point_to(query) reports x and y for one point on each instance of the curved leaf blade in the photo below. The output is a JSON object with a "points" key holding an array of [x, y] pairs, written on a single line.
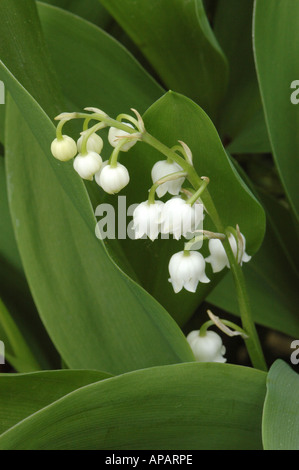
{"points": [[98, 318], [185, 406], [281, 416], [275, 32], [177, 40], [24, 394], [234, 202]]}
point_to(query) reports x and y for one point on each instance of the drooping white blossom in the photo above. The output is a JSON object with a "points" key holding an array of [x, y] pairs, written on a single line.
{"points": [[186, 270], [114, 138], [94, 143], [164, 168], [87, 165], [112, 178], [64, 149], [147, 219], [180, 218], [218, 257], [207, 348]]}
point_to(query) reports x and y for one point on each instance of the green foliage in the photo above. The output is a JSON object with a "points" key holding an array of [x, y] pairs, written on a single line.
{"points": [[281, 417], [93, 331]]}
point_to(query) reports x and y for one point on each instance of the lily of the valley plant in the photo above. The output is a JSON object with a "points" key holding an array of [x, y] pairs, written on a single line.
{"points": [[181, 215]]}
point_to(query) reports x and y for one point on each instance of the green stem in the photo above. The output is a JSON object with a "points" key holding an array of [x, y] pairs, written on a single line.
{"points": [[114, 156], [206, 325], [252, 343], [199, 192]]}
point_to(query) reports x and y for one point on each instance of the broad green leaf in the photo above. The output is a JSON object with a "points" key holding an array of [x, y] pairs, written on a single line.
{"points": [[17, 352], [276, 35], [2, 119], [241, 115], [271, 282], [285, 228], [20, 325], [94, 78], [25, 394], [96, 316], [90, 10], [185, 406], [177, 40], [281, 416], [234, 201], [8, 246]]}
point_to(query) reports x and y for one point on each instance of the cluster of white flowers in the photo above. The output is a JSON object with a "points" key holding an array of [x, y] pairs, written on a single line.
{"points": [[112, 178], [180, 216], [207, 347]]}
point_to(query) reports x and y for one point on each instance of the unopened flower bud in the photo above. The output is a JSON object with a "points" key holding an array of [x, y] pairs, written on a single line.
{"points": [[186, 270], [218, 257], [180, 218], [164, 168], [112, 179], [147, 218], [94, 143], [87, 165], [207, 348], [64, 149]]}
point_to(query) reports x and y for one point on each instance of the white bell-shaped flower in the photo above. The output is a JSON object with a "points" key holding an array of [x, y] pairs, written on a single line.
{"points": [[87, 165], [94, 143], [218, 257], [164, 168], [179, 217], [207, 348], [64, 149], [114, 135], [186, 270], [112, 179], [147, 219]]}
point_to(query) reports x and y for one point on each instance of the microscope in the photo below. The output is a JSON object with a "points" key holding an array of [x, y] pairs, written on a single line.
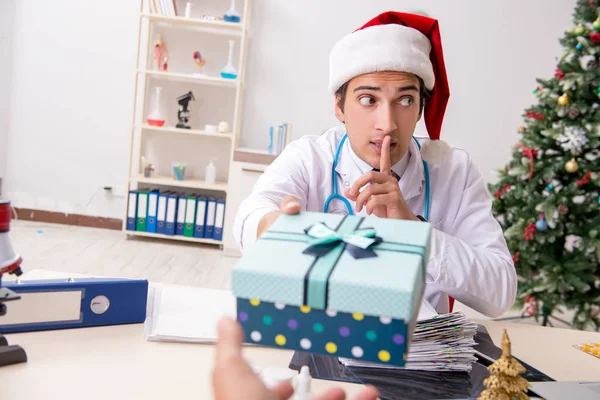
{"points": [[183, 114], [10, 263]]}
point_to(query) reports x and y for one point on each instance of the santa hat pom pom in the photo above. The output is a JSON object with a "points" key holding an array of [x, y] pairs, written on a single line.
{"points": [[435, 151]]}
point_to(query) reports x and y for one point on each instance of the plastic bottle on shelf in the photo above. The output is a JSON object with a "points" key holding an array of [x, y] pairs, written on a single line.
{"points": [[229, 71], [210, 174], [156, 116], [232, 15]]}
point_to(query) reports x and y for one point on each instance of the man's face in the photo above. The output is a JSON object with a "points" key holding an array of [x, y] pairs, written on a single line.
{"points": [[380, 104]]}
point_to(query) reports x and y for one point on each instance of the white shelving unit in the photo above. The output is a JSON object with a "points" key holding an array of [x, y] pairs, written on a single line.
{"points": [[201, 33]]}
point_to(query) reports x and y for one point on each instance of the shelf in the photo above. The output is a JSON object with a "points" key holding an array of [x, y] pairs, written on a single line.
{"points": [[193, 132], [231, 28], [188, 183], [253, 156], [200, 79], [173, 237]]}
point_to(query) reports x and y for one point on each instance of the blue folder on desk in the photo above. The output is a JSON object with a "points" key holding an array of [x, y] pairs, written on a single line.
{"points": [[181, 208], [200, 217], [74, 303], [161, 213], [132, 210], [211, 208], [171, 215], [151, 220], [219, 220]]}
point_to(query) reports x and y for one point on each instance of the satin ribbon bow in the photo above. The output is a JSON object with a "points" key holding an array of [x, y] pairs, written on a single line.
{"points": [[358, 243]]}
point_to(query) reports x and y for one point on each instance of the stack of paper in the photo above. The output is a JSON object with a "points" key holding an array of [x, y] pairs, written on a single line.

━━━━━━━━━━━━━━━━━━━━

Give back every record exactly, dropping its pictures.

» COMPLETED EXERCISE:
point_to(query) reports x and y for one point on each instance of the curved leaf blade in the photo below. The output is a JSON object with a "points" key holding an array of [x, y] pairs, written on a single line.
{"points": [[98, 318], [185, 406], [281, 416], [275, 32], [177, 40], [24, 394], [234, 202]]}
point_to(query) reports x and y for one point on each instance of the drooping white blossom in the photo above. The output is a JSON object with a "points" key holding an array of [x, y] pairs, written on a single line.
{"points": [[186, 270], [114, 138], [94, 143], [164, 168], [87, 165], [112, 178], [64, 149], [147, 219], [180, 218], [218, 257], [207, 348]]}
point_to(query) reports x and y for one point on each instance of the green foliage in the photo above. The output is a JSON object with a "points" key holding an array of [x, y] pairs, written on a single line.
{"points": [[281, 417], [93, 331]]}
point_to(query) reports x and y for one point on each instance of the lily of the valley plant in the photo above. The output is a JSON object with a "points" key holding an array of [x, y] pairs, written on a single line.
{"points": [[181, 215]]}
point_to(query) reports x and y for one point on each instance of the green stem in the photo above. The output is a JSON object with a "points" key holding an array of [x, y] pairs, written on a single line.
{"points": [[114, 156], [206, 325], [252, 343], [199, 192]]}
point_to(query) reports x and y for one point on each instance of the broad green leaf in the photo above. The output is a JSON object with a "points" key holding an array of [x, y] pairs, written on a single line.
{"points": [[17, 352], [276, 35], [2, 119], [241, 115], [271, 282], [285, 228], [20, 325], [94, 78], [25, 394], [96, 316], [90, 10], [185, 406], [177, 40], [281, 416], [234, 201], [8, 246]]}
point_to(query) reports x and y for one point on each instance of the cluster of white flowers in the photo above. The output is a JSON object with a "points" key holding an array of [x, y] pairs, written on a single line.
{"points": [[112, 178], [180, 216], [207, 347]]}
point_to(query) reports x and y for one point on each instance of the unopened flower bud in the photo above. The output is a JSON object with a "points" key holding an array of [x, y] pairs, written on a single line.
{"points": [[186, 270], [218, 257], [180, 218], [164, 168], [112, 179], [147, 218], [94, 143], [87, 165], [207, 348], [64, 149]]}
point_to(query) reports x and y for one point on each instance of the white bell-shaped flower in the photo above. The output is a JSON object with a "points" key holding an array of [x, y] pairs, written on a single line.
{"points": [[87, 165], [94, 143], [218, 257], [164, 168], [179, 217], [207, 348], [64, 149], [114, 135], [186, 270], [112, 179], [147, 219]]}
point_to(query) reports x and y for one point on each instance of the microscope in the photo below. The output is a JSON object with a "points" key holding an array of [x, y] pairs, written on a single line.
{"points": [[183, 114], [10, 263]]}
point_to(query) reports x and y for one point on each instance of the santa hat pom pom in the photo above. The output is a JSON object with a "points" key holding an array of [x, y] pairs, written on a single line.
{"points": [[435, 151]]}
point_to(query) reports x and y for one point on each instance of the plastic bottle on shelf in the photo above. The output is a JSON object with a "points" key holding an array of [x, y] pairs, written on a single line.
{"points": [[229, 71], [210, 174], [156, 116], [232, 15]]}
point_to(query) reports x and y for one point on each instance of the man's face in the photo above. The output is a JSON object with a "points" key holding an array of [x, y] pairs, written on a single line.
{"points": [[380, 104]]}
point_to(query) reports x and y for one point on each instance of the white shelving unit in the photo above. The output is a JSON object with a "points" key holding an array of [x, y] pairs, written on a single line.
{"points": [[201, 33]]}
point_to(query) reports x and y for one point on each instance of the shelf in the photo above. The output is a JSON object with a "points" key holding an array of [x, y] pairs, written on a single line.
{"points": [[193, 132], [231, 28], [188, 183], [253, 156], [200, 79], [173, 237]]}
point_to(query) reports x and y for one point on each instance of the blue folder on desk in the photo above. The output is a JSON object with a "points" key holding an array of [x, y] pairs, written on a single line.
{"points": [[181, 208], [200, 217], [74, 303], [161, 213], [132, 210], [211, 208], [171, 215], [151, 220], [219, 220]]}
point_to(query) reports x and y for one point on each instance of the satin ribbon bow in the photo above. The output is a JSON object with a "points" key holding an array of [x, y] pairs, written on a single line.
{"points": [[358, 243]]}
point_to(query) reports x and y for one point on each instance of the stack of paper in the photo above. The output is a JSON object with a "points" key holding an array of [x, y] pairs, written on a single line.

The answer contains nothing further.